> **Exercise passage**
● ● ● ●

Well-known style expert tells ‘Truth About Style’

By Moira MacDonald

The Seattle Times

SEATTLE — For the record: Stacy London, longtime co-host of TV’s “What Not to Wear,” is wearing a glittery Christmas-tree-green pencil skirt, a black crew neck sweater with a cat’s face on the front, chunky green jewelry and a pair of textured stilettos with thick ankle straps. (Jean-Michel Cazabat, she says, of the shoes.) It’s a bold and unusual mix, and she wears it happily, describing it as an outfit full of “joy and whimsy.”

In town earlier this month, London’s dressed up to promote her new book, “The Truth About Style” (Viking; $35). In it, she discusses her own journey: a devastating bout of psoriasis as a child during which she felt like “a monster”; a long struggle with eating disorders and weight fluctuation as a young adult (she’s been every size from 00 to 16); a lifelong fascination with fashion and its relationship to self-acceptance and confidence. The book also profiles nine other women, found by London after putting out a call on Twitter and Facebook, who are facing their own obstacles to style _ and who London, after getting to know them, helps to find their best looks.

London said that she was originally approached by her publisher to write a memoir.

“I said, ‘I’m 43! I have more to do — I’m going to date some more people!,’” she said, laughing. “It seemed a little early in life for that. But I really did want the opportunity to dimensionalize myself more than the persona that you know from ‘What Not to Wear.’” (The show, on TLC since 2003, features “contributors” nominated by their friends and families for their awful personal style. London and co-host Clinton Kelly, displaying an impressive balance of snark and empathy, trash the guests’ wardrobes _ literally; the clothes end up in a trash bin _ then work with them to effect an often dramatic transformation.) But London didn’t just want to share her own story.

“I don’t feel I’m interesting enough for 10 whole chapters on me!,” she said. “I wanted (readers) to see a range of women, to feel like you could see yourself in all of them or some of them, to make it feel more universal than just my personal experience.”

● ● ● ●

> **Information**
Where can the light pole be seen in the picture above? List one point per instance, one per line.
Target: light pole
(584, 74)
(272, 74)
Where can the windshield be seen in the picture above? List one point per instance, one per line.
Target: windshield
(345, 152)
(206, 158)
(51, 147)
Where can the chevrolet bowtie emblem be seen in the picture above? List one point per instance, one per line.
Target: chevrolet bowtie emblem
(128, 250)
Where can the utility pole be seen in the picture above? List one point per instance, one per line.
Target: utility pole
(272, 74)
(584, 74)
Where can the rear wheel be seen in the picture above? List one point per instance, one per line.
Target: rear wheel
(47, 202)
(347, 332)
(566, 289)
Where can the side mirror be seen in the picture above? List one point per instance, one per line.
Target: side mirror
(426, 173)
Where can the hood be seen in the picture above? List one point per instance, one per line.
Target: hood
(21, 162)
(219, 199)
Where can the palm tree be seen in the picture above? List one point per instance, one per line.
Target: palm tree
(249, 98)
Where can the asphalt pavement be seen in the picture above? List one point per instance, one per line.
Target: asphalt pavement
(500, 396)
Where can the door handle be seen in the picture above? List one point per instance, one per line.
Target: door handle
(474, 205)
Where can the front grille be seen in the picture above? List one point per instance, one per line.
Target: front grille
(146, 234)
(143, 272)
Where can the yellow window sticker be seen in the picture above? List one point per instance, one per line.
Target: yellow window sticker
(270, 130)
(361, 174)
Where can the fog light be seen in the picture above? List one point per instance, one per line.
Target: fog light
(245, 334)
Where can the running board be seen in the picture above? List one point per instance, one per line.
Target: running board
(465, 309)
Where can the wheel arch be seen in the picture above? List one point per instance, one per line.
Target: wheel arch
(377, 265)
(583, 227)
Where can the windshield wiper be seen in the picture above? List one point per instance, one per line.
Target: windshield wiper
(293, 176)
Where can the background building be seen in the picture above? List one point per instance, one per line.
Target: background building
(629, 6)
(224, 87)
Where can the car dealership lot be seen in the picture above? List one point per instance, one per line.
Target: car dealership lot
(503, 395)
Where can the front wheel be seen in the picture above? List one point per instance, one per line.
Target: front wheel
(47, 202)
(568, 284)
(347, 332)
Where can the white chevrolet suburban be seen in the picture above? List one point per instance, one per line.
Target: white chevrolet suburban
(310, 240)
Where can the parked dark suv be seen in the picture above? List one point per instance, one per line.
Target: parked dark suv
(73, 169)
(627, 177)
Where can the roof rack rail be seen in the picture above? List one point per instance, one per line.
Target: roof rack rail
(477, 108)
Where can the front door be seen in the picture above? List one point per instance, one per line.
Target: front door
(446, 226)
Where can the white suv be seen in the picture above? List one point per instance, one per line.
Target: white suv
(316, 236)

● ● ● ●

> **Brief**
Reproduce the portion of the Stacy London article starting at "London said that" and ending at "her own story.", word for word.

> **Expected output**
London said that she was originally approached by her publisher to write a memoir.

“I said, ‘I’m 43! I have more to do — I’m going to date some more people!,’” she said, laughing. “It seemed a little early in life for that. But I really did want the opportunity to dimensionalize myself more than the persona that you know from ‘What Not to Wear.’” (The show, on TLC since 2003, features “contributors” nominated by their friends and families for their awful personal style. London and co-host Clinton Kelly, displaying an impressive balance of snark and empathy, trash the guests’ wardrobes _ literally; the clothes end up in a trash bin _ then work with them to effect an often dramatic transformation.) But London didn’t just want to share her own story.